>>

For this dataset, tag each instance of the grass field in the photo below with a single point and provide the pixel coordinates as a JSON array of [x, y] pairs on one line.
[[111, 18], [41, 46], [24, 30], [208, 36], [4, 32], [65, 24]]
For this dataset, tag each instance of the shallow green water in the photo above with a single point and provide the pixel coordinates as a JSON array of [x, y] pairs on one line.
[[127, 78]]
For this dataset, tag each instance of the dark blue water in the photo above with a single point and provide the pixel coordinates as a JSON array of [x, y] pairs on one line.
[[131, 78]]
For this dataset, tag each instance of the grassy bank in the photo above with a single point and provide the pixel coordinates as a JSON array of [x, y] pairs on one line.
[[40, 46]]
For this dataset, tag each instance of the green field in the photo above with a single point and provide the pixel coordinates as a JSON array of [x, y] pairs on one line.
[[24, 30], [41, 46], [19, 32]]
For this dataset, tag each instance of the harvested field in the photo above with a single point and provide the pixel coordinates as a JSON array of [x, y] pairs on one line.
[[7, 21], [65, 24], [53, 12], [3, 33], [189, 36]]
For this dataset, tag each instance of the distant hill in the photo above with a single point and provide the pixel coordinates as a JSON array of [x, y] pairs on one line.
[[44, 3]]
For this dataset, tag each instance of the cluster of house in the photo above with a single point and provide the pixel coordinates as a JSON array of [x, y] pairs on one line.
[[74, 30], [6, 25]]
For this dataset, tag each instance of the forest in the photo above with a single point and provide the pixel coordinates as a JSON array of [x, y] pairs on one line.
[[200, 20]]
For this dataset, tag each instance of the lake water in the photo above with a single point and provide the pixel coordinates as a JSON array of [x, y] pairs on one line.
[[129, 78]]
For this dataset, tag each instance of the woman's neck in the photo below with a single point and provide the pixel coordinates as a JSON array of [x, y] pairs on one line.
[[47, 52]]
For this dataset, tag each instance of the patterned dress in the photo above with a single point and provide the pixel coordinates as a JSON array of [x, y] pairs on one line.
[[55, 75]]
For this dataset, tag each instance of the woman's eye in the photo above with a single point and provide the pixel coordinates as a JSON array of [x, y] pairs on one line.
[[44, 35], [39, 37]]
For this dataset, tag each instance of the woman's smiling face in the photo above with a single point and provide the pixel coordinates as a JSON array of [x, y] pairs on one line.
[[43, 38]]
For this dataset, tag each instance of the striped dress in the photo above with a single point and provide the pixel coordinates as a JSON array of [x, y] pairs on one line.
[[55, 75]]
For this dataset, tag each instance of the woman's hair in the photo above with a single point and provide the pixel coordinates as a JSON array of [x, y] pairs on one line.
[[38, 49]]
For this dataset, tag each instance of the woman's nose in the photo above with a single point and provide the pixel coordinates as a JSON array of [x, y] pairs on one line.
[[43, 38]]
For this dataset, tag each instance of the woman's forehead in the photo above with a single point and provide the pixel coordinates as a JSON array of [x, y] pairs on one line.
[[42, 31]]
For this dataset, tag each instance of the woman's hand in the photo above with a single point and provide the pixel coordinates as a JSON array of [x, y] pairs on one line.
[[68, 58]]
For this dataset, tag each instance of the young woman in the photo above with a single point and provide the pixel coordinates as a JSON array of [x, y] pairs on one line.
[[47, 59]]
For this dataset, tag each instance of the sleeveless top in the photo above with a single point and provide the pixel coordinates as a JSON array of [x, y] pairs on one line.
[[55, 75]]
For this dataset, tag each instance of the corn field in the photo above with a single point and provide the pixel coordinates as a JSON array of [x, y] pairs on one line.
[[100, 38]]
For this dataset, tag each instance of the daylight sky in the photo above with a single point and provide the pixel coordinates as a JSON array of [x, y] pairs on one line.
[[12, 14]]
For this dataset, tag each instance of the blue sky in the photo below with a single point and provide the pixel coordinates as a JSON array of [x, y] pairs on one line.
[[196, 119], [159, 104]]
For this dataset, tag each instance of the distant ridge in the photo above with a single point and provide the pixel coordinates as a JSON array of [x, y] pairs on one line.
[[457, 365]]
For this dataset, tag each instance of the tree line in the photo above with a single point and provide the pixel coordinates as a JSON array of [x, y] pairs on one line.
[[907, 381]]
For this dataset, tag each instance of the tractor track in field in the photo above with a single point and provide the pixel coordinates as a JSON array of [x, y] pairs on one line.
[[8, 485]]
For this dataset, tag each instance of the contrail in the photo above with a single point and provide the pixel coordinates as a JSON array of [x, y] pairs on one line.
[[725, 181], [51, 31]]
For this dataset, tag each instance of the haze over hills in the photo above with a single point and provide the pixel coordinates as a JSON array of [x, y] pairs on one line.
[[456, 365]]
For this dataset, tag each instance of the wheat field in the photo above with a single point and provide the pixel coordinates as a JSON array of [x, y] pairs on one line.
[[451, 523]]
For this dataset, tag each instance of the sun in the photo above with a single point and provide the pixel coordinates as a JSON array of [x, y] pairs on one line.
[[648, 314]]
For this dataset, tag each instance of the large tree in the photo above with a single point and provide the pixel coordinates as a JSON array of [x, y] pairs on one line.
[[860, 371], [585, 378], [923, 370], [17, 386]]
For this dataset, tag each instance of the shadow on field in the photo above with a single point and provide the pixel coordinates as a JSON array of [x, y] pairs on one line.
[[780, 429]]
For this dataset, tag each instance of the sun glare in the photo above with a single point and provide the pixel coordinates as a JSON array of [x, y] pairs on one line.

<<

Transfer the stretch of entries from the line containing "For this dataset, tag each instance of the large" through the line containing "[[860, 371], [585, 378], [923, 370], [17, 386]]", both lines included, reproducing each line in full and adding -76 to every x and y coordinate in the answer arrays.

#### Output of the exercise:
For this dataset, tag each instance of the large tree in the photo above with a single point and provide the pixel coordinates as a JSON array of [x, y] pairs on one line.
[[784, 295], [509, 302], [847, 294], [-59, 310]]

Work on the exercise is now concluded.